** START OF Records supplied **

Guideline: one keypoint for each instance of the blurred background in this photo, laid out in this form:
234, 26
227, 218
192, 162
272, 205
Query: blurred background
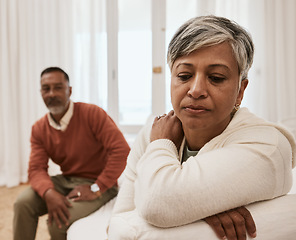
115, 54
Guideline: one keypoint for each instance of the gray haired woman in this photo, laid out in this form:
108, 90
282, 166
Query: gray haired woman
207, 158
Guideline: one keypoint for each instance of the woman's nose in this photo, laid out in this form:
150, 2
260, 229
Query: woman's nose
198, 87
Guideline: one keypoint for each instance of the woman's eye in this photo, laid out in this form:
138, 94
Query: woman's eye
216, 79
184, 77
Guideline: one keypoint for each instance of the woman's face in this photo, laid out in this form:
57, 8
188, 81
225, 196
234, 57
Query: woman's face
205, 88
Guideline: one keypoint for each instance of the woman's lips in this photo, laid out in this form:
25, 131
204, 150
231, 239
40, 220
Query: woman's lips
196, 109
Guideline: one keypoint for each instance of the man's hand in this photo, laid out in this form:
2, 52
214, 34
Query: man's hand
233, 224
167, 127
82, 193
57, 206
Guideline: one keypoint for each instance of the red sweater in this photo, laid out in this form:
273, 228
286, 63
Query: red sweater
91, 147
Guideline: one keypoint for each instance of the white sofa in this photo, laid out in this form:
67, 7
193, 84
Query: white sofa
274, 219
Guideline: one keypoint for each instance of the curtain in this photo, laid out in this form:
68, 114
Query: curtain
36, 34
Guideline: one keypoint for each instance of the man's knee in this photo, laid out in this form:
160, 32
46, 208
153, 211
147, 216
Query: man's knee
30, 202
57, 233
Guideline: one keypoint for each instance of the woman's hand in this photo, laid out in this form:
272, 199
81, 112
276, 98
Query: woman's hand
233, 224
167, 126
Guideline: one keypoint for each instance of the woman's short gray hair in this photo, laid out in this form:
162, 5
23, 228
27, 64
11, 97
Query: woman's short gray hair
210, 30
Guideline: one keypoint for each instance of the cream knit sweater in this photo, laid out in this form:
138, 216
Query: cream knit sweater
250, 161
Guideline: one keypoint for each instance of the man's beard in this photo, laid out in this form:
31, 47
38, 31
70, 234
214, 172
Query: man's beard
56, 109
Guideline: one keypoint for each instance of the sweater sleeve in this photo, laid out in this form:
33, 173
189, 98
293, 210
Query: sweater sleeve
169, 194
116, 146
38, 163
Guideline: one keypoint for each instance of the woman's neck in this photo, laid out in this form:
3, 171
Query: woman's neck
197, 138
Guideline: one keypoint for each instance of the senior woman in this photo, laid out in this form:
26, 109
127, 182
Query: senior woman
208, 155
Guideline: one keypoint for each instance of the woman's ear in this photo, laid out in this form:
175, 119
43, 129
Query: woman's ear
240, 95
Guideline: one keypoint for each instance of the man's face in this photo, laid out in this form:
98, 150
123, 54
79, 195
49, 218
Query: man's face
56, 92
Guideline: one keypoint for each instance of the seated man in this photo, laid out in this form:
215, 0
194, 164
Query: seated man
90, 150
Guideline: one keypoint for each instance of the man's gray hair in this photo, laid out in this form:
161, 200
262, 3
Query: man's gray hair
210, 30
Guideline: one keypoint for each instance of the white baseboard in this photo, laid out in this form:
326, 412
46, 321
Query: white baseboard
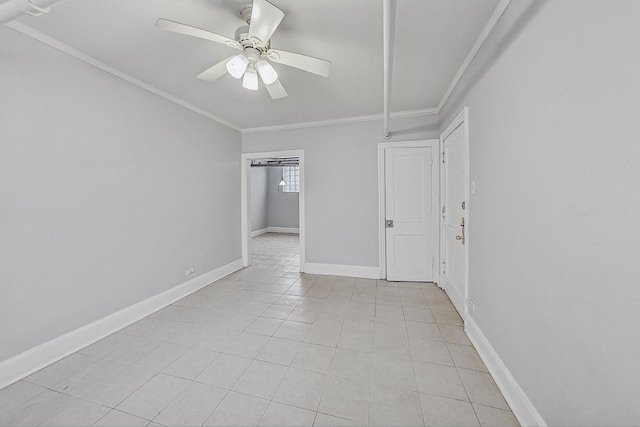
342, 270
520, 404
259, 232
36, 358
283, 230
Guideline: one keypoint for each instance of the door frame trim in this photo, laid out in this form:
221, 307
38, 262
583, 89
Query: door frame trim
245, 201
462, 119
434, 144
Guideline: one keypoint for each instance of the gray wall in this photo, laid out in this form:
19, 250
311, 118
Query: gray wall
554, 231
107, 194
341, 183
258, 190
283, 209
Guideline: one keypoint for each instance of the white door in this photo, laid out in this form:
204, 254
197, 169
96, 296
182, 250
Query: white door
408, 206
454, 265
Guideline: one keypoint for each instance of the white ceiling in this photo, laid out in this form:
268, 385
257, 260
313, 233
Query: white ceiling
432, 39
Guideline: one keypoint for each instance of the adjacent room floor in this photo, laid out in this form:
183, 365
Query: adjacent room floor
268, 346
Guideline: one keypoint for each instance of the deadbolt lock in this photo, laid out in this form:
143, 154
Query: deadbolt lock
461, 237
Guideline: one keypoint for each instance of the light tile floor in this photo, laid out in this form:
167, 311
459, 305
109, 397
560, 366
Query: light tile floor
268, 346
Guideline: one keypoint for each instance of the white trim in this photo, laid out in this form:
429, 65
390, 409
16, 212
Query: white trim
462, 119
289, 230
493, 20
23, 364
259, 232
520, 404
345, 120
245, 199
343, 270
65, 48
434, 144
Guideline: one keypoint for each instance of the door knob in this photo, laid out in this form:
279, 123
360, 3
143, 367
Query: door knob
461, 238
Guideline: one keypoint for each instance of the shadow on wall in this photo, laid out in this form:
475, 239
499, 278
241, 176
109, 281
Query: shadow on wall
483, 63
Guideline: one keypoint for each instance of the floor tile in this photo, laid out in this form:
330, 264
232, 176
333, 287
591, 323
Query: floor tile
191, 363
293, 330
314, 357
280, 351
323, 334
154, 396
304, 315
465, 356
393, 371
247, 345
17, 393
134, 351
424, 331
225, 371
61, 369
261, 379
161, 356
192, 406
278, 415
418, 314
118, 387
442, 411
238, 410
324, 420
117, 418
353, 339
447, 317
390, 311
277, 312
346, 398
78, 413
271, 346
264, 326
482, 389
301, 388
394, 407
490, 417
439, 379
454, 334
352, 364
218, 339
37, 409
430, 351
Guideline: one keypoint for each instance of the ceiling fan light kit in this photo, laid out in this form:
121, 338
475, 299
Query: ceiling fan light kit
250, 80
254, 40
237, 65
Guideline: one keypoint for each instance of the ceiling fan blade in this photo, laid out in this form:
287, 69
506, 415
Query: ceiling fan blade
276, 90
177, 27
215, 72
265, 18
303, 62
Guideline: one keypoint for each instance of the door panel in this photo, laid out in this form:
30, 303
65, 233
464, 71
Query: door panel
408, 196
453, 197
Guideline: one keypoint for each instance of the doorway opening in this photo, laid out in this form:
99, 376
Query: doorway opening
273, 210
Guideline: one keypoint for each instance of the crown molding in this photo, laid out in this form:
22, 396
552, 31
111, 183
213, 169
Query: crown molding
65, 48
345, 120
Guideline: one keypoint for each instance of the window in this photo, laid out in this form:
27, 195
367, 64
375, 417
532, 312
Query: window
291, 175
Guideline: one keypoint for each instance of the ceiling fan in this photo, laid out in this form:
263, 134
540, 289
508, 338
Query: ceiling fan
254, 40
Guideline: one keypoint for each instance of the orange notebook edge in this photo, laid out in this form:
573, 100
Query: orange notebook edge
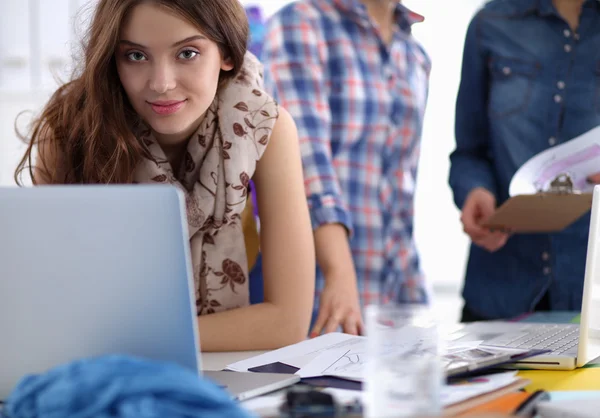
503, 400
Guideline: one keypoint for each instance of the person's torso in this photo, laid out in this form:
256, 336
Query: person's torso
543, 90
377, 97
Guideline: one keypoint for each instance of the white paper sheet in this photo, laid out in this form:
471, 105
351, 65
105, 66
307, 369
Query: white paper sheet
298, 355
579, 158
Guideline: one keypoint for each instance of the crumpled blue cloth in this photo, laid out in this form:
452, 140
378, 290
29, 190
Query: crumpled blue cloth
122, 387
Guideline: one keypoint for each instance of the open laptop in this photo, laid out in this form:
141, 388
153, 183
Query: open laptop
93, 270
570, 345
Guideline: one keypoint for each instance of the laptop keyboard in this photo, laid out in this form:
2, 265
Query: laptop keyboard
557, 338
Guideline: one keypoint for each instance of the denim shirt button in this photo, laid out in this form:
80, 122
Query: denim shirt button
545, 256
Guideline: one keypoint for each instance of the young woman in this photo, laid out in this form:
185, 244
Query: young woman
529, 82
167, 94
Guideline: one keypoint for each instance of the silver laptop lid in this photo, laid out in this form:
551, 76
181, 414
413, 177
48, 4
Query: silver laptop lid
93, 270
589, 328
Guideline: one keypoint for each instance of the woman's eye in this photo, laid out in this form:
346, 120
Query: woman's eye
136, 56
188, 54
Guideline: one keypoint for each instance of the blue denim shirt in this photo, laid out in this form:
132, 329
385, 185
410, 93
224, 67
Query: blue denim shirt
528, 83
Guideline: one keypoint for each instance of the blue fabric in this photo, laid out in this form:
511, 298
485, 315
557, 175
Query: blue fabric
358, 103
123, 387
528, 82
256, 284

** END OF Records supplied **
** START OF Records supplied **

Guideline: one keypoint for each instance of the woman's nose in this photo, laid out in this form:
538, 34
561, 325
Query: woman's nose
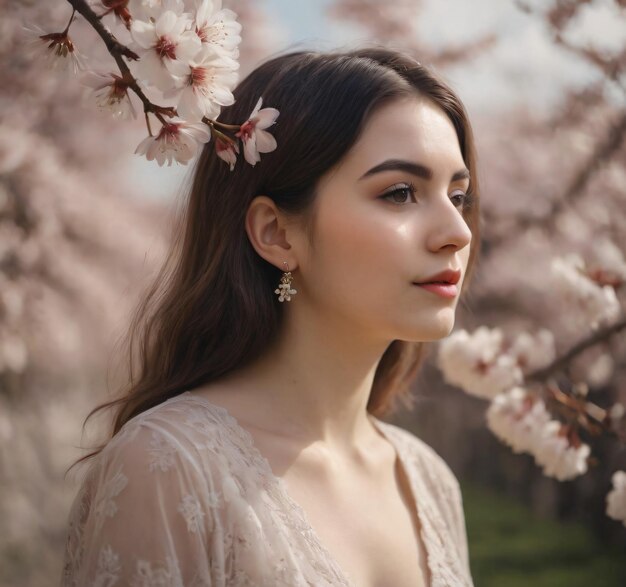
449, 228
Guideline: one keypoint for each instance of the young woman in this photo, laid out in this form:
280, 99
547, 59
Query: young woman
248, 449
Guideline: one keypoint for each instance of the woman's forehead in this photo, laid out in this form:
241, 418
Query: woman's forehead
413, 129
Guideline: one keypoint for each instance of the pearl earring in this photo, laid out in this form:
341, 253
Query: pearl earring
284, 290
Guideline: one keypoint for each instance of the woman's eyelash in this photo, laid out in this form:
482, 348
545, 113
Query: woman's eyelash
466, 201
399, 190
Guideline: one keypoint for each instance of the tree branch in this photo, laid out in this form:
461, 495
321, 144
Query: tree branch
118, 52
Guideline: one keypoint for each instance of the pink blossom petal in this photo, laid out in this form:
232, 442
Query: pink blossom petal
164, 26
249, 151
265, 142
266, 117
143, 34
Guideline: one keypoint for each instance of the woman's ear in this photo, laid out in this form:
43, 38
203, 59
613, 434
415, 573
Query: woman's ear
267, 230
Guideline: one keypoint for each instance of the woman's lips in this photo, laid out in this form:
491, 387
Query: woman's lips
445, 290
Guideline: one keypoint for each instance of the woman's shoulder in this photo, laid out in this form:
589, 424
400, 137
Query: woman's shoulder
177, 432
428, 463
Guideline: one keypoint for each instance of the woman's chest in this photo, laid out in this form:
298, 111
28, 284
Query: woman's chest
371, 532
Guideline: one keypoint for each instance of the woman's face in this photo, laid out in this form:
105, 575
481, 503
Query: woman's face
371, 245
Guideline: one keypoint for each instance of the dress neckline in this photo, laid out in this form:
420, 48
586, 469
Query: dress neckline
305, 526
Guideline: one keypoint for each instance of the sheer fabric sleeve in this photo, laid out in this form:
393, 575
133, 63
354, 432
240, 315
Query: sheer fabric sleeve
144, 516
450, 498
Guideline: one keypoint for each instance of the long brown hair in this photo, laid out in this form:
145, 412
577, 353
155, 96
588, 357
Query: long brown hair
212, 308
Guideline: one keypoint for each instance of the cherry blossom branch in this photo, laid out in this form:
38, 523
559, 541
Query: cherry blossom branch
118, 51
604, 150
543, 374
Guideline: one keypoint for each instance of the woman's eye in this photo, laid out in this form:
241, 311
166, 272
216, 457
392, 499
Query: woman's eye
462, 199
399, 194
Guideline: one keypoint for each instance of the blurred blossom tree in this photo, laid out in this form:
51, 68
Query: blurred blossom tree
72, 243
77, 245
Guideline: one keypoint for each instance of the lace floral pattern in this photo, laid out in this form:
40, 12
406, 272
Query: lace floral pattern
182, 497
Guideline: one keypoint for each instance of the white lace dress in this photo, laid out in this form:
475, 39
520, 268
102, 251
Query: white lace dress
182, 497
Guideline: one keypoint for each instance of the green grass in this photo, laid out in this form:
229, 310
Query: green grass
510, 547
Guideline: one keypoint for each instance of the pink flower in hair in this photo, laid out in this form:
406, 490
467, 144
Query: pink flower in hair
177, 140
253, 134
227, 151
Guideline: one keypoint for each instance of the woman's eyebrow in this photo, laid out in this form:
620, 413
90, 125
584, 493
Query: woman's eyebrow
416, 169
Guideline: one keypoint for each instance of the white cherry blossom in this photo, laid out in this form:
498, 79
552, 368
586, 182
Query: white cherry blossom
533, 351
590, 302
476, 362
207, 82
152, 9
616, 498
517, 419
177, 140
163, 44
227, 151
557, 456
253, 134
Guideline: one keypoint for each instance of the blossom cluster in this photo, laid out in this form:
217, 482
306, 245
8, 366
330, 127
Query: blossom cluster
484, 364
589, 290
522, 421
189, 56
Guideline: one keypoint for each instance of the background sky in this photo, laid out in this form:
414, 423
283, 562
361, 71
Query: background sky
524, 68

** END OF Records supplied **

### Stated goal
Please gather every line in the records above that contains the word "chest" and copy each one in full.

### Task solution
Guideline: one keypoint for each instance of the woman's chest in this photo, laid out in this form:
Query: woman's chest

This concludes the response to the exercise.